**YOUR OBJECTIVE**
Extend the thread below about the package's data files, starting after its final line.

**QUOTED PASSAGE**
=== Begin Enclosure ===
Rdata files that should be loadable

[x] InWeb: InWeb_combined_Oct2018.RData
[x] Uniprot to HGNC mapping: HGNC_gene_to_UniProt_accession_number_Genoppi_ready.csv
[x] protein family annotations: HUGO_gene_fam.RData
[x] protein localization annotations: proteinfam_loc_May2019.RData
[x] ExAC pLI scores: constrained_cleaned_exac_with_pHI_Aug26.txt
[x] SNP-to-gene mapping: snp_to_gene.RData

external data files

[x] allowed_colors.csv: list of colors that are allowed in shiny overlays.
[x] ensembl_homo_sapiens_genes.txt: human genome genes (i think this is used for old hypergeometric overlap?)
[x] protFams_genes_cols.txt: matrix of protein families and genes.

yuhanhsu commented 4 years ago

TO DISCUSS:

[x] Currently using "hashmap" object for gene ID mapping (inst/extdata/uniprotid_to_hgnc) and "hash" object for InWeb, protein family, SNP-to-gene mapping, etc. Should we be consistent and just use one type of hash?
[x] What to store as RData under data/ vs. external files under inst/extdata?
=== End Enclosure ===
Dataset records
=== Begin Enclosure ===
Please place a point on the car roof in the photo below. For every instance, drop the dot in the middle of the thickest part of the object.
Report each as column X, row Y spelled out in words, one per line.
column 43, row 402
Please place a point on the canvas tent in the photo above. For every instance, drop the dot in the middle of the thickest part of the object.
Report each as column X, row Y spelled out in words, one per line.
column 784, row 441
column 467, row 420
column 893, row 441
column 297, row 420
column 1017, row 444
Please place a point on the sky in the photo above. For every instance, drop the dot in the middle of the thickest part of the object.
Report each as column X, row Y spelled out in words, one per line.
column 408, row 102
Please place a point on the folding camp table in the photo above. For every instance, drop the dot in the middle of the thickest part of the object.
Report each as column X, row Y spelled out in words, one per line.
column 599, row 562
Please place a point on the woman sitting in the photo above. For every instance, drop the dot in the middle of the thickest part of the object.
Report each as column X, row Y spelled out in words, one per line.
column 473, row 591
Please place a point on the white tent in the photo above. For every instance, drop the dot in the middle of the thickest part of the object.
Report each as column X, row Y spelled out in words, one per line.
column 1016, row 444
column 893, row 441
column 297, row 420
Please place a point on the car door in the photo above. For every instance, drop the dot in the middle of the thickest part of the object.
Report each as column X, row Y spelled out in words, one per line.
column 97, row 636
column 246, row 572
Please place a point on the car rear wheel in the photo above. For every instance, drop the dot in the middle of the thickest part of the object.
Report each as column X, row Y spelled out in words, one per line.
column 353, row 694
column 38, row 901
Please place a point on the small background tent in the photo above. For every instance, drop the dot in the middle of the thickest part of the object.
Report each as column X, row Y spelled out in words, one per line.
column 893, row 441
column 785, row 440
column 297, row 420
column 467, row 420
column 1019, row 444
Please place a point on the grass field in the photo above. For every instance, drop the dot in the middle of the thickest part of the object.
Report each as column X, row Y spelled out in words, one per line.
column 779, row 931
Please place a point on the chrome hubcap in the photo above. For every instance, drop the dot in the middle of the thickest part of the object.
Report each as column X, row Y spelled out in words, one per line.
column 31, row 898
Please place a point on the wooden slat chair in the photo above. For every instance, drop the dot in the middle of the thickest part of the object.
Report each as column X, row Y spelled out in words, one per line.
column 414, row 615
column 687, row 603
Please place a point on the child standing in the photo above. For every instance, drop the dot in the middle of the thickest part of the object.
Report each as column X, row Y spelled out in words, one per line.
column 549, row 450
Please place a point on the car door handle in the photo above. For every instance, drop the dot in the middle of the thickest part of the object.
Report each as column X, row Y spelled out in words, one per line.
=== End Enclosure ===
**OUTPUT OF THE EXERCISE**
SNP-to-gene mapping feature:

[x] The data stored in old Genoppi GitHub ("snp_to_gene.RData") is a hash object with GENES as keys (i.e. gene -> SNP mapping, not vice versa). Accompanying code (in server.R) looks up each gene in proteomic data to see if their associated SNPs are included in the user-defined SNP list. *** I've implemented get_snp_list using this version for now. Adding the RData object really seems to slow everything down... (e.g. when running devtools::check() and test())
[x] Would it be better to reimplement the hash object to do direct SNP -> gene mapping? This way get_snp_list and get_gwas_list would be more consistent with the other functions for processing different types of overlay data. *** check if storing this hash object would be computationally expensive (as there are many more SNPs than genes)
[ ] Probably future to do: May be useful to make several versions of the mapping data using different reference panels (and add parameter in get_snp_list to specify reference panel used for mapping)?